**Problem requirements:** Rewrite the data starting at the line containing "the porch post" and ending at the end of the data, that line included, keeping the requests as they are and shifting every coordinate in the answers up by 3.

((

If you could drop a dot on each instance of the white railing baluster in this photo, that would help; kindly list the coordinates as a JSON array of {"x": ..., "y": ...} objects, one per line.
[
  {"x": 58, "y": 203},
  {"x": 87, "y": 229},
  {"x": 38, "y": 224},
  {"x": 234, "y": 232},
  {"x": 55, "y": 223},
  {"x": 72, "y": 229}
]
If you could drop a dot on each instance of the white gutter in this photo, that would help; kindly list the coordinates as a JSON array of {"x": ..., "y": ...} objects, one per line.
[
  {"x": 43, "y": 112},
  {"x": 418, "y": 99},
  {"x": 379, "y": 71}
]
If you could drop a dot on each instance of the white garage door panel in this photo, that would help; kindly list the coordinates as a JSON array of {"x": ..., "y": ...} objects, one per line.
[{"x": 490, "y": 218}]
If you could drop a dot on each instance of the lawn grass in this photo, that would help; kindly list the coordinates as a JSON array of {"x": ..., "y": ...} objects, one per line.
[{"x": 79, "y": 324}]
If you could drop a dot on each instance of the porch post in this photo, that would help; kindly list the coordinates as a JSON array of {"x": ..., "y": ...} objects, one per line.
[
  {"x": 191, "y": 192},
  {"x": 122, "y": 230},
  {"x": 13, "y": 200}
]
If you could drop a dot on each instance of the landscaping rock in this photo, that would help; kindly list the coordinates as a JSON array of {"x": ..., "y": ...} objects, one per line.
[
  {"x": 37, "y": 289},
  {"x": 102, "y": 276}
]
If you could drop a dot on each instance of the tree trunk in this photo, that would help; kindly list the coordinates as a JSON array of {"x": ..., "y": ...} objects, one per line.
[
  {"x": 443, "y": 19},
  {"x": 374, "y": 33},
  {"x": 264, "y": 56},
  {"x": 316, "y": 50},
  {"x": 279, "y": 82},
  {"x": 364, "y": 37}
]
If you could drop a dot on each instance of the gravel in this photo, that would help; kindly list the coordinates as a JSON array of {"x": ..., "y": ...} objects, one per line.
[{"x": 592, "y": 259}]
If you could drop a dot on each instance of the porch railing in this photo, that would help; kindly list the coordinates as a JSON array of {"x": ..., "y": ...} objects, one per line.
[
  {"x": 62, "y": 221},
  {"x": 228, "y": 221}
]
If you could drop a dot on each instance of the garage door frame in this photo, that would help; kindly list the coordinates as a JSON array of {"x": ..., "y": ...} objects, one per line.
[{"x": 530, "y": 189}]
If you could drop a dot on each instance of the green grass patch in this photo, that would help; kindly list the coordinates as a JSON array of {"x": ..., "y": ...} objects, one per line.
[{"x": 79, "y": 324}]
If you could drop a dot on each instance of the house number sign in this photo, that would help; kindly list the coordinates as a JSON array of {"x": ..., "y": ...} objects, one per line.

))

**Exercise result:**
If you could drop a dot on each instance of the porch post in this photo, that would help; kindly list the coordinates as a JSON array of {"x": ..., "y": ...} objects, one per line.
[
  {"x": 194, "y": 195},
  {"x": 125, "y": 233},
  {"x": 16, "y": 203}
]
If you could drop a dot on each instance of the landscaping rock in this photo, that would help; kindly list the coordinates as a JSON array of {"x": ..., "y": ...} objects, one per line.
[
  {"x": 40, "y": 292},
  {"x": 105, "y": 279}
]
If you could drop a dot on each instance of the tree trunk in this photo, that would help; kindly list the coordinates as a JSON array of {"x": ..., "y": ...} objects, one per line.
[
  {"x": 446, "y": 22},
  {"x": 377, "y": 36},
  {"x": 267, "y": 59},
  {"x": 319, "y": 53},
  {"x": 282, "y": 85},
  {"x": 367, "y": 40}
]
If you could drop a dot on each instance of the gravel in this photo, that would help; kindly list the coordinates as a JSON array of {"x": ..., "y": ...} objects, one per line.
[{"x": 595, "y": 262}]
If you could drop a dot on each instance of the porch railing in this photo, that would help; kindly list the coordinates as a JSON array of {"x": ..., "y": ...} objects, one per line.
[
  {"x": 65, "y": 224},
  {"x": 231, "y": 224}
]
If you could drop a dot on each instance of the garage door frame in this photo, that would help; kindly list the coordinates as a JSON array of {"x": ..., "y": ...} objects, one per line.
[{"x": 533, "y": 192}]
If you could drop a dot on each instance of the green grass patch in this photo, that would help; kindly list the coordinates as a JSON array of {"x": ..., "y": ...} objects, one per line.
[{"x": 82, "y": 327}]
If you could drop a dot on each instance of the house number sign in this photo, that would help; kindly list the coordinates as a JSON array of {"x": ..., "y": ...} objects, one per line.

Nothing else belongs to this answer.